[Location identification entries]
※
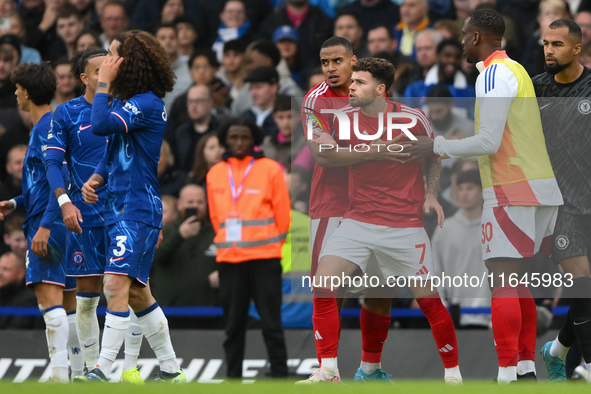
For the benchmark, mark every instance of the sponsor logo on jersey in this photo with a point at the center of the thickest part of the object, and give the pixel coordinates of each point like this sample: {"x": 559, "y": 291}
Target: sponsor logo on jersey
{"x": 584, "y": 107}
{"x": 129, "y": 107}
{"x": 561, "y": 242}
{"x": 78, "y": 259}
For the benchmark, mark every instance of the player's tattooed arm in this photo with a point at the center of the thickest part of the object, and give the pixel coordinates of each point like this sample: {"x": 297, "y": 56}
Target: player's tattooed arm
{"x": 102, "y": 87}
{"x": 433, "y": 171}
{"x": 59, "y": 191}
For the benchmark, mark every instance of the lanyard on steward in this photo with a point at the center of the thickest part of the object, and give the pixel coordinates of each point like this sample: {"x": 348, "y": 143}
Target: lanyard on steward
{"x": 236, "y": 193}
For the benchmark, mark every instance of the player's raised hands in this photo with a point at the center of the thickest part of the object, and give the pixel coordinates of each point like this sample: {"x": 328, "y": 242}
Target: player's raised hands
{"x": 72, "y": 216}
{"x": 432, "y": 203}
{"x": 39, "y": 244}
{"x": 6, "y": 207}
{"x": 110, "y": 68}
{"x": 88, "y": 191}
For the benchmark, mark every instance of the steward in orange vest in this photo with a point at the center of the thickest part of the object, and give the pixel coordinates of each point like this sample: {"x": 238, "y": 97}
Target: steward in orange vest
{"x": 249, "y": 208}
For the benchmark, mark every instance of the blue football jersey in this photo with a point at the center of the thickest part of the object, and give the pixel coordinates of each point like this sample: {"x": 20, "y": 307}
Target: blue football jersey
{"x": 36, "y": 190}
{"x": 71, "y": 138}
{"x": 130, "y": 164}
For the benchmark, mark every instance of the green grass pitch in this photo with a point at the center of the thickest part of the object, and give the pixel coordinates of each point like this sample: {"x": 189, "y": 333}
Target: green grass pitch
{"x": 263, "y": 387}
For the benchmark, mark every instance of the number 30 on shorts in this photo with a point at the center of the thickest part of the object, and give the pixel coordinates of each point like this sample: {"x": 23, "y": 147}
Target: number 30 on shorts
{"x": 121, "y": 245}
{"x": 486, "y": 232}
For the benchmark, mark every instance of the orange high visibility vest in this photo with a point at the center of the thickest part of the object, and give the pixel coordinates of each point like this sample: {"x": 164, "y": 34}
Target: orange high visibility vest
{"x": 263, "y": 205}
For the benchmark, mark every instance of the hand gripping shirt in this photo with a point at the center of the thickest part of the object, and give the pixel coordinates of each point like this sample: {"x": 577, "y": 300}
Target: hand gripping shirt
{"x": 130, "y": 164}
{"x": 514, "y": 164}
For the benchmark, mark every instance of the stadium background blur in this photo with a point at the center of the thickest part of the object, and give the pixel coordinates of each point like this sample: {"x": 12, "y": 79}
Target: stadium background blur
{"x": 221, "y": 52}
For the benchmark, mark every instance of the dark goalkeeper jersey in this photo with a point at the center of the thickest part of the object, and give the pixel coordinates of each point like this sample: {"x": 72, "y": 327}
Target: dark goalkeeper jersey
{"x": 566, "y": 118}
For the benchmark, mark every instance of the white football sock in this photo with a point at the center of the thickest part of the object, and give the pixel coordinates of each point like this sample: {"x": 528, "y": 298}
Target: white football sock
{"x": 558, "y": 349}
{"x": 453, "y": 372}
{"x": 154, "y": 325}
{"x": 74, "y": 352}
{"x": 330, "y": 364}
{"x": 56, "y": 332}
{"x": 133, "y": 342}
{"x": 369, "y": 368}
{"x": 87, "y": 327}
{"x": 507, "y": 375}
{"x": 526, "y": 366}
{"x": 115, "y": 328}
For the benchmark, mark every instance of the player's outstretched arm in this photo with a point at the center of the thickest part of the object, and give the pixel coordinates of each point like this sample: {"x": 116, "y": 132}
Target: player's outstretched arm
{"x": 70, "y": 213}
{"x": 6, "y": 208}
{"x": 326, "y": 154}
{"x": 433, "y": 171}
{"x": 104, "y": 122}
{"x": 89, "y": 188}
※
### [Exercise aim]
Write the lines above out again exactly, without any of their pictures.

### [Result for this task]
For the benchmark, mark every instance of the sponsor logo on jersey in this photo with a point at the center of the thickest part of the object, and give the pixel coordinates of each point like this sample: {"x": 559, "y": 291}
Target: sponsor logo on jersey
{"x": 584, "y": 107}
{"x": 129, "y": 107}
{"x": 561, "y": 242}
{"x": 78, "y": 259}
For the benchmark, mark every instance of the player's tattooed arm in this photo with a point at the center of the thickest part of the object, and give the pixel coordinates of each point like this sample: {"x": 297, "y": 56}
Target: player's tattooed arm
{"x": 102, "y": 87}
{"x": 433, "y": 171}
{"x": 59, "y": 191}
For the benchmark, mark every instance of the lanyard on steward in this photo with a point at the center of the thickest part of the object, and give the pixel coordinates of each point like this sample: {"x": 348, "y": 143}
Target: lanyard on steward
{"x": 236, "y": 193}
For the benchmark, mark every instance of the player's raised hands in this photo with a point at the center of the thickest part of the object, and give the pixel coordinates of each point like this sample: {"x": 328, "y": 242}
Target: player's raised hands
{"x": 72, "y": 216}
{"x": 432, "y": 203}
{"x": 39, "y": 244}
{"x": 6, "y": 207}
{"x": 110, "y": 68}
{"x": 88, "y": 191}
For the benchmark, mark every instance of the steward in orange vest in this photo with a point at the center of the thickest part of the object, and give the pixel coordinates of each point like this sample: {"x": 238, "y": 97}
Target: steward in orange vest
{"x": 249, "y": 208}
For the benchmark, mark every instance of the blue football jersey in this photo with a point at the center of the thickest part of the object, and give the pixel coordinates of each point like this sample: {"x": 20, "y": 307}
Target: blue football jersey
{"x": 36, "y": 190}
{"x": 71, "y": 138}
{"x": 130, "y": 164}
For the benchmark, mark every instance of the green grass pitch in this photo with a point at the center of the thickest part of the object, and give the pixel coordinates of each point like this sample: {"x": 189, "y": 333}
Target: green grass pitch
{"x": 263, "y": 387}
For the benchmark, mark every instance of the number 30 on shorts in this photo with a point at the center of the thickest part of the object, and give the pixel coordinates of each point like this sample: {"x": 23, "y": 147}
Target: number 30 on shorts
{"x": 121, "y": 245}
{"x": 486, "y": 232}
For the benchmark, mark every instance of the orange high visibility vest in this photo with a point at the center of the thickest part of the object, and give the pixel coordinates of each point like this sample: {"x": 164, "y": 34}
Target: orange high visibility vest
{"x": 263, "y": 205}
For the benchmark, mark every instance of the hand gripping shirt in this photo with a point at the center of the thickest part of the object, and give the pixel coordinates of each point like this sample: {"x": 577, "y": 300}
Target: hand gripping shirt
{"x": 130, "y": 164}
{"x": 514, "y": 164}
For the benchmark, mark every instance of the stadium background blur in this photo with a point at the center of the thickest part of the object, and give the pixel coordinates of each point like this sample: {"x": 12, "y": 79}
Target: stadium background blur
{"x": 221, "y": 52}
For the benchmark, mark every instance of the dark goalkeeper jersey in this photo with a point at the center of the thickest part of the object, and give the pixel coordinates of each point like this sample: {"x": 72, "y": 327}
Target: dark goalkeeper jersey
{"x": 566, "y": 118}
For the benchmark, mark every instance of the white football sock in this photo with a point at the center of the thickest part of the object, and give the pixel coordinates of each point like this sample: {"x": 528, "y": 298}
Target: white football sock
{"x": 558, "y": 349}
{"x": 453, "y": 372}
{"x": 154, "y": 325}
{"x": 74, "y": 352}
{"x": 330, "y": 364}
{"x": 56, "y": 332}
{"x": 133, "y": 342}
{"x": 369, "y": 368}
{"x": 87, "y": 327}
{"x": 507, "y": 375}
{"x": 526, "y": 366}
{"x": 115, "y": 328}
For the benchmark, mark every instance of the player's outstretched arm in this photo with a point at the center of the thickest part of the object, and give the pixel coordinates of each point like this sample: {"x": 116, "y": 132}
Target: player's outstretched arm
{"x": 70, "y": 213}
{"x": 6, "y": 208}
{"x": 326, "y": 154}
{"x": 433, "y": 171}
{"x": 104, "y": 122}
{"x": 89, "y": 188}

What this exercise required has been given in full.